* _Provided passage_
* START *
As you can see most cars are AC so there fore AC wheels. Short in some of the wheel sets was mentioned by Raymond as to the electrical problems. Later RJD


----------



## Mike Reilley (Jan 2, 2008)

Does anyone know what the record is that they are trying to break?


----------



## aceinspp (Jan 2, 2008)

Mike: Longest train. Later RJD


----------



## NTCGRR (Jan 2, 2008)

The record was set in HO scale, David would know. 
but do you go by feet or scale feet?? Is the question.


----------



## aceinspp (Jan 2, 2008)

They had to come up with a scale to match the HO version. Num cars and length. Ray can answer this question. Later RJD


----------



## Rods UP 9000 (Jan 7, 2008)

I think David said they needed 1500 feet of train


----------



## Polaris1 (Jan 22, 2010)

About electrical RR Problems in large buildings....... 
I've seen AC power from 2 or 3 different outlets..... NOT GOOD.... The power phase is usually not the same & You get some power & lots of shorts...... & sparks... 

I'm not sure IF DC would cause the same Probs..... but there is the forward/ backward polarity issue...... 

Just guessing..... Been there & Done some of that Elec Detective work..... I'm smarter & always thinking of past mistakes/ Elec Probs.... 

Den Mayer from GBay, WI


----------



## Mike Reilley (Jan 2, 2008)

Posted By aceinspp on 29 Jun 2011 07:37 PM 
Mike: Longest train. Later RJD 
Dah!!! I meant, how many cars long was the previous record setting train? And since they put in 1500' of track, I don't think the answer is 1500...because the cars are longer than a foot.


----------



## livesteam53 (Jan 4, 2008)

Mike here is what I found in HO.

Wilmington Longest Train Guiness World Record Accomplished!! 

http://www.traintalk.tv/wilmington-longest-train-guiness-world-record-attempt/ 

Nate Galluppi says: April 25, 2011 at 10:46 am 

Just so the facts are correct, there were 31 locomotives running, with 1630 (or 32) train cars, on a 1000ft (double 500ft loop) track. The final distance traveled was 720ft. Thanks again for posting the feed, and stay tuned to http://nate.galluppi.net/trains for updates about the documentary leading up to and of this event.


----------



## Mike Reilley (Jan 2, 2008)

OK...looked it up. Didn't know they were after a Guinness World Record...and here it is Current Guinness World Record for the Longest Model Train. 

So...to break that record, it had to be longer than 892.25'. I'm really amazed that the record pull (HO) was made with 8 engines and 2212 cars. That's a lotta cars per engine.


----------



## Greg Elmassian (Jan 3, 2008)

I don't see any mention of the actual length of the G scale attempt... 

The HO train used short cars as I remember, as an explanation... as a rough calculation, 2220 cars at 892 feet is about 35 scale feet per car (knuckle to knuckle) so the car length was about 32-33 feet or so... 

Some other calculations.. for the G scale 1630 cars, if you average 40 footers (and there are more longer cars actually) is 1630 * 40 = 65200 scale feet, divide by 29 (aristo cars) = 2250 feet.... so how did 2,250 feet of train fit on 1,000 foot of track?
* END *
* _Set task_
List each distinct username that appears as a post heading in the forum thread above about the longest model train record.

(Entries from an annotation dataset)
* START *
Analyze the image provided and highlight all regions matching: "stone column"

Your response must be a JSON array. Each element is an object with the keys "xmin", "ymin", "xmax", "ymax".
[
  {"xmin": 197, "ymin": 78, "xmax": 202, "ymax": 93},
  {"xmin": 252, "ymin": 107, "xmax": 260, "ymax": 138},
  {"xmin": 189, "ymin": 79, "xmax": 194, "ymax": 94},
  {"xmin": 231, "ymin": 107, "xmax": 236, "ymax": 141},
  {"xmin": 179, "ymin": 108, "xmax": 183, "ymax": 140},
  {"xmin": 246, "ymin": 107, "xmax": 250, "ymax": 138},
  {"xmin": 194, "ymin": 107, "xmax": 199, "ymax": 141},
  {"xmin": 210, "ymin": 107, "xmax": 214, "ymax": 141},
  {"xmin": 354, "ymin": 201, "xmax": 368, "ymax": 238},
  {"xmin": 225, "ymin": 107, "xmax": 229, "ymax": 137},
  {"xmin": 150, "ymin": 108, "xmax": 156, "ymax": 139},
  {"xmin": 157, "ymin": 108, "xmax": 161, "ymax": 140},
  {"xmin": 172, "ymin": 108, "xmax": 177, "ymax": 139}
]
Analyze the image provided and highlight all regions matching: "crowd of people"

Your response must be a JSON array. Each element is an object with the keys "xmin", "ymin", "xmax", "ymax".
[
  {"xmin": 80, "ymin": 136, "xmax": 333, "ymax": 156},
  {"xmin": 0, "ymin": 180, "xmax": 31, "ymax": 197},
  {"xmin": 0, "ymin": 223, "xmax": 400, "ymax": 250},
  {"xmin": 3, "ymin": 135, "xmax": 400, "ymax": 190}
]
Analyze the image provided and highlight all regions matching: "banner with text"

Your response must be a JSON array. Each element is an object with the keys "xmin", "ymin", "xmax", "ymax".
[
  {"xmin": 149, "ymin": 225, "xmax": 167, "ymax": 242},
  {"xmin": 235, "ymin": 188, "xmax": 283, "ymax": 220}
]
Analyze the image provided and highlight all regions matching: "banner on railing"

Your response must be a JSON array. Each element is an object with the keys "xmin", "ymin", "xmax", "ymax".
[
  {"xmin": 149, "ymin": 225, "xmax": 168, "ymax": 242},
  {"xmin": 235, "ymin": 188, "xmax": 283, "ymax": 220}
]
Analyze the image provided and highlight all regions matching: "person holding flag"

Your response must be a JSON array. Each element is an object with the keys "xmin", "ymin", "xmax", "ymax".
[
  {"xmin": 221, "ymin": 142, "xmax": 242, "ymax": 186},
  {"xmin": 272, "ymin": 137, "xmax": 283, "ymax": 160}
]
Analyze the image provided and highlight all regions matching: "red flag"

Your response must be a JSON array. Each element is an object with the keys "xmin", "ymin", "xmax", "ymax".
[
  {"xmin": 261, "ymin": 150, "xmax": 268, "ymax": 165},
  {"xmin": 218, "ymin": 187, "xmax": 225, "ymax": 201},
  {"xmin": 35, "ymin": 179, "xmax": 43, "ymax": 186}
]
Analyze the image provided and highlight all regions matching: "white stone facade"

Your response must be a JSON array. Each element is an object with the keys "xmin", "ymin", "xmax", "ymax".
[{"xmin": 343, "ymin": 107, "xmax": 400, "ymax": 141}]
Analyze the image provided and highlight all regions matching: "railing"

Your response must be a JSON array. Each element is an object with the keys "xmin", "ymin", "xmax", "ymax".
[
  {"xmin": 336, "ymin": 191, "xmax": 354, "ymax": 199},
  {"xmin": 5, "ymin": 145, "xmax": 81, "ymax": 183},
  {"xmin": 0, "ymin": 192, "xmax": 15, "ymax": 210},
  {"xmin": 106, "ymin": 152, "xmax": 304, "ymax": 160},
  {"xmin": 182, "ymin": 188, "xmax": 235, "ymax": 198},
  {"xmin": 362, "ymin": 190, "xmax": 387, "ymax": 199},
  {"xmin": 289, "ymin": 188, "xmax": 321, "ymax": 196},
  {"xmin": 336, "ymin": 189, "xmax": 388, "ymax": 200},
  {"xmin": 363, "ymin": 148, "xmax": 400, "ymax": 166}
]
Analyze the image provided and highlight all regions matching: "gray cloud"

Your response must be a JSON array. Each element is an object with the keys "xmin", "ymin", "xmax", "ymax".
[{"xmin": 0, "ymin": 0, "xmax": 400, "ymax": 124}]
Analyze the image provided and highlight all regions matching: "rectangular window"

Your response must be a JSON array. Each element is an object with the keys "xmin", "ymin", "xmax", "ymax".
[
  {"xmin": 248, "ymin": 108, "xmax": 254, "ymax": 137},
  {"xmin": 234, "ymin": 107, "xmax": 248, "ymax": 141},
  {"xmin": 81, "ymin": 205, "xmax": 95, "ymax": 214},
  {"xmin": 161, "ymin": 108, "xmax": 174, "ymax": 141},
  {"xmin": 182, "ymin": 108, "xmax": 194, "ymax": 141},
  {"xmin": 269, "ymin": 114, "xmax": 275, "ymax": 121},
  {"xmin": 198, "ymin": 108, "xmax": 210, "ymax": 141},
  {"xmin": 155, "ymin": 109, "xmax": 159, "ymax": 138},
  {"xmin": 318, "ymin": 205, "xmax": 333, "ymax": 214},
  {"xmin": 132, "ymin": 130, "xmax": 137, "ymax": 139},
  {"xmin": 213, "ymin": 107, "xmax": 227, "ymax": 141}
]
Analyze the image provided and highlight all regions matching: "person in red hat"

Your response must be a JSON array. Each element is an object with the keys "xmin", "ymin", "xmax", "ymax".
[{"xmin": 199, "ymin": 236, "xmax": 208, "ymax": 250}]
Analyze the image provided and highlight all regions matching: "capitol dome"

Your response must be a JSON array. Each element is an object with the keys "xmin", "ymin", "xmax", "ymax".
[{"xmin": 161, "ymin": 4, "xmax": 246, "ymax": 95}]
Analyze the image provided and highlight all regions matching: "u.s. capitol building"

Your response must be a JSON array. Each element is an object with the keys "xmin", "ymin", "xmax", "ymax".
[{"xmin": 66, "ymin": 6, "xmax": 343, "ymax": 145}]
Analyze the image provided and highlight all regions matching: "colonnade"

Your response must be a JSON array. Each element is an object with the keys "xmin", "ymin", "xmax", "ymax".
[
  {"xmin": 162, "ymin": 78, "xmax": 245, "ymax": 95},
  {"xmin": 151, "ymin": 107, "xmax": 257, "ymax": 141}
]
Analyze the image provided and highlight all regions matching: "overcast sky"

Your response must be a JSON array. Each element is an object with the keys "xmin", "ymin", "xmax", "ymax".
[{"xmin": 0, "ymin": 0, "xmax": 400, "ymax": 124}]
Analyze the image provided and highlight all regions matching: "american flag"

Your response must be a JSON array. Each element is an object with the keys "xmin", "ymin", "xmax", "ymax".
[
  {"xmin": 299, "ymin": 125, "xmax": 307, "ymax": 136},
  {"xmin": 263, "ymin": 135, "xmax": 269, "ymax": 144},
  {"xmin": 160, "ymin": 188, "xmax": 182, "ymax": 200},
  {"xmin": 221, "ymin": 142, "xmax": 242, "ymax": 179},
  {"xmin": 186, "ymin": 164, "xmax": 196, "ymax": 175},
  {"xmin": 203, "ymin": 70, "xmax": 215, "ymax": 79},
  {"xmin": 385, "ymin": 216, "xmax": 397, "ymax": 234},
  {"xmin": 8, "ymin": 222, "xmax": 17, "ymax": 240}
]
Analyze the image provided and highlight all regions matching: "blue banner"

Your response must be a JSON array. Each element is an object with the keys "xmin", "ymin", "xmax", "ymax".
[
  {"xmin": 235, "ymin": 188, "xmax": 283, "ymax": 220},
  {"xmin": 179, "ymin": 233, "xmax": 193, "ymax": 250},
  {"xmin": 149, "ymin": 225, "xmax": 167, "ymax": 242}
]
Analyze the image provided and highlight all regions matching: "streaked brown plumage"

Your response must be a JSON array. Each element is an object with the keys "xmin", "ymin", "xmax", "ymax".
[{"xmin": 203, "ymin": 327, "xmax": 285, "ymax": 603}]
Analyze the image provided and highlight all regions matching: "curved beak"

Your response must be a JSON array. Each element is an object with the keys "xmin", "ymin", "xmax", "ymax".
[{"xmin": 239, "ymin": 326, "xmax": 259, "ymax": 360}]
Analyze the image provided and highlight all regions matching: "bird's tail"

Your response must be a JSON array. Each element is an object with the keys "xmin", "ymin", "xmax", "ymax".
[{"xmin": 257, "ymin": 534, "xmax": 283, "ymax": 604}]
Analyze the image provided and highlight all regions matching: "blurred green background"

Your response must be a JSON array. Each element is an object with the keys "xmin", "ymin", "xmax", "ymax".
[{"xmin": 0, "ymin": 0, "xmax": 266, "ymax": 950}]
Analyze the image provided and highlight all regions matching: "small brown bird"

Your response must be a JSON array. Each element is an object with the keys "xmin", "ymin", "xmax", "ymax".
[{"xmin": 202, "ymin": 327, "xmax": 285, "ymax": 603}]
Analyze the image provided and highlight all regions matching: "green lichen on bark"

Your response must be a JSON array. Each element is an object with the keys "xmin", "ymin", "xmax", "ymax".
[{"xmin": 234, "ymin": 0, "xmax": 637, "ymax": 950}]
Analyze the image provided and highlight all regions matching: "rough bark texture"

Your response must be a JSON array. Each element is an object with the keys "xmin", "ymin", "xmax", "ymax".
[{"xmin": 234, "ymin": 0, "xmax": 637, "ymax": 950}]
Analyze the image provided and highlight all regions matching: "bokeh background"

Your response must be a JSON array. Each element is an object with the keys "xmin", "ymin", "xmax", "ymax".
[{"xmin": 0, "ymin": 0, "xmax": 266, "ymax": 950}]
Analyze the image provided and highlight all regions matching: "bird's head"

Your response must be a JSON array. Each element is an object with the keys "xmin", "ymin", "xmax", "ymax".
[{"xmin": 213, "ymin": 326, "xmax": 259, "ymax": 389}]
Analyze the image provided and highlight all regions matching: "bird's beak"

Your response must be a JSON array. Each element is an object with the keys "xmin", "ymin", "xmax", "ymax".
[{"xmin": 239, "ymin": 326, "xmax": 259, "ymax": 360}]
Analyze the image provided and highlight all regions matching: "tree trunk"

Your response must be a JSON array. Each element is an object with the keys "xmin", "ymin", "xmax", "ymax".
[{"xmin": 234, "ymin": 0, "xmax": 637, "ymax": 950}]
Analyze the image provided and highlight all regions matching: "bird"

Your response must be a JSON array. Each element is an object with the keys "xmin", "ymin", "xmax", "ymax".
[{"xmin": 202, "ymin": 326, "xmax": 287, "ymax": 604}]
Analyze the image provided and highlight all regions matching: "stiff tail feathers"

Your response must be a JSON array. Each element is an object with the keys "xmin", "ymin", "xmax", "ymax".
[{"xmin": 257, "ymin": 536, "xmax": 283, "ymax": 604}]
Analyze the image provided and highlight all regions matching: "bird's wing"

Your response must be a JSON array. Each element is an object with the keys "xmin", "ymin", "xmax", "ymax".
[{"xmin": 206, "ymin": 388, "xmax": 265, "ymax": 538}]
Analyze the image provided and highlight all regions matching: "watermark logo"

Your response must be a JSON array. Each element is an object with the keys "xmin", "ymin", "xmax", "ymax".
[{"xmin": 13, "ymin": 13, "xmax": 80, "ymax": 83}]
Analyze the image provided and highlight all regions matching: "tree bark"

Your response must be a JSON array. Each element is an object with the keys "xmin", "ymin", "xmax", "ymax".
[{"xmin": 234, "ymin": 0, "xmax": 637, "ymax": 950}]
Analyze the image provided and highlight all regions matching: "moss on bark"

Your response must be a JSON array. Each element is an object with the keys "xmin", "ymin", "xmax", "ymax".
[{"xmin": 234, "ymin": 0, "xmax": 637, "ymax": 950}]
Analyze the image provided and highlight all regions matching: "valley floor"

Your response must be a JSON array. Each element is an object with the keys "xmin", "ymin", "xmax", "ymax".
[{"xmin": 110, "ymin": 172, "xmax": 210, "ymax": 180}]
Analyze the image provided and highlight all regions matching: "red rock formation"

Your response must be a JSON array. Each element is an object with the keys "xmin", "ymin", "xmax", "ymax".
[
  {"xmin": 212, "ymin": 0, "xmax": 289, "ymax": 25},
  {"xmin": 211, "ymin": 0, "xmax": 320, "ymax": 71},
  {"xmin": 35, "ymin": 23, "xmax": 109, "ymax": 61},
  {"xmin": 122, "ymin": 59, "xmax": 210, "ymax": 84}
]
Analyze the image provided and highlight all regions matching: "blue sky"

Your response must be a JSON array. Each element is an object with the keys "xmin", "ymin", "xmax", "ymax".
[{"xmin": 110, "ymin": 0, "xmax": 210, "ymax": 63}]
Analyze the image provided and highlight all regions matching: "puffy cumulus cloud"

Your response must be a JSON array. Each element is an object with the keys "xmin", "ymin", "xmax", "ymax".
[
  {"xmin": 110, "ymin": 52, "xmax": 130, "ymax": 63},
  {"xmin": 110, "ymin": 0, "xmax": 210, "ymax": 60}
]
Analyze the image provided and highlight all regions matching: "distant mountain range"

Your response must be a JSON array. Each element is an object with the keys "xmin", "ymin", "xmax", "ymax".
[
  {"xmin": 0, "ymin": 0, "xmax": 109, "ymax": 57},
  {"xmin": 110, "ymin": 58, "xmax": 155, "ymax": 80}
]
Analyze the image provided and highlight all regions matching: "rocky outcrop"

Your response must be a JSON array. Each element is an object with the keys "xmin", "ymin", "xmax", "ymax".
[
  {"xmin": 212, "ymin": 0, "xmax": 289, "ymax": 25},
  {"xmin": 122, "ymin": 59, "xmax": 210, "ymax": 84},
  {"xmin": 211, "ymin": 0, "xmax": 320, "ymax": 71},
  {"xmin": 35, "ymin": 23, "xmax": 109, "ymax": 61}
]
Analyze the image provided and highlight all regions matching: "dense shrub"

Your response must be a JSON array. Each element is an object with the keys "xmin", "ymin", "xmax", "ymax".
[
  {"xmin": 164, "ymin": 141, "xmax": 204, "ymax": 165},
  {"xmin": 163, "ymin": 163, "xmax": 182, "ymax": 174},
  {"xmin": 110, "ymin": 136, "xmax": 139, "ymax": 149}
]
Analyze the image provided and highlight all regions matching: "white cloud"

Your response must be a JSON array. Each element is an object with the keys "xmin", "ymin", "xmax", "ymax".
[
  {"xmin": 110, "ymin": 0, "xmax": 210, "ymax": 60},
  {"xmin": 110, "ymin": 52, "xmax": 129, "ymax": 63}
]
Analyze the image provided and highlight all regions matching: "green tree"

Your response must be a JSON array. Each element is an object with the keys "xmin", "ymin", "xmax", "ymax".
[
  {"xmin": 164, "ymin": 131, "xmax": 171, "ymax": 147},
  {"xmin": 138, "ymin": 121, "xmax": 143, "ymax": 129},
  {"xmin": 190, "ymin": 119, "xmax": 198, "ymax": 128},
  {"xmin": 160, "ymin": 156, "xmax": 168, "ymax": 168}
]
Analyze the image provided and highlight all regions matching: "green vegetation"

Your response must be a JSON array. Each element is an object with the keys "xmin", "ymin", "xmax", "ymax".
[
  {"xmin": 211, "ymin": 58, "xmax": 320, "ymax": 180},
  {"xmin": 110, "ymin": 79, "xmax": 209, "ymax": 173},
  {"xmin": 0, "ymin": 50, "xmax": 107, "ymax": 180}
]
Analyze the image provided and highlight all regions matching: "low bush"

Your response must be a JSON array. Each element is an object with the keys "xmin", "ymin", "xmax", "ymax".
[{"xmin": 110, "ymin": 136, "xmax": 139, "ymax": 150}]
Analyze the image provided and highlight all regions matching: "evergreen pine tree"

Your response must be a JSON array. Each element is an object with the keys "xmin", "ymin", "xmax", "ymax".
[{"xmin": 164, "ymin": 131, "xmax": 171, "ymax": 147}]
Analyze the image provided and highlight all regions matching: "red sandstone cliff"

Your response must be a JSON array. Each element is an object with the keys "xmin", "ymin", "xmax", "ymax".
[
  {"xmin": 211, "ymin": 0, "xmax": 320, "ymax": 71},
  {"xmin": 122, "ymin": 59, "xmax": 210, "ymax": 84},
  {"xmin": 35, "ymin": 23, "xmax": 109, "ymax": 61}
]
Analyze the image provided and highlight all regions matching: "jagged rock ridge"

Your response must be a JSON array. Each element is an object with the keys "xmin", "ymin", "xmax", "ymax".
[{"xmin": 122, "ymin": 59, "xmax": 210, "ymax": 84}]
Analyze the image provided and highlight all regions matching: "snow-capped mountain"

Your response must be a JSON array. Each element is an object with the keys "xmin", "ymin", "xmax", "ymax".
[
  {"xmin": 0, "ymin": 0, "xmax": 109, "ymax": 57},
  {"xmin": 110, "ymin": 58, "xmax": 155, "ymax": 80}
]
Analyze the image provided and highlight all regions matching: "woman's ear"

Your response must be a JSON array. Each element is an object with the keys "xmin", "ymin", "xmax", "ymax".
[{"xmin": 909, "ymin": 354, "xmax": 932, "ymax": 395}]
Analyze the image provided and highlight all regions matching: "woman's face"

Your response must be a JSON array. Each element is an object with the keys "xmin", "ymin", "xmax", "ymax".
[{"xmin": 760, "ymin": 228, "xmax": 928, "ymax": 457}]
* END *
* _Exercise answer_
Mike Reilley, aceinspp, NTCGRR, Rods UP 9000, Polaris1, livesteam53, Greg Elmassian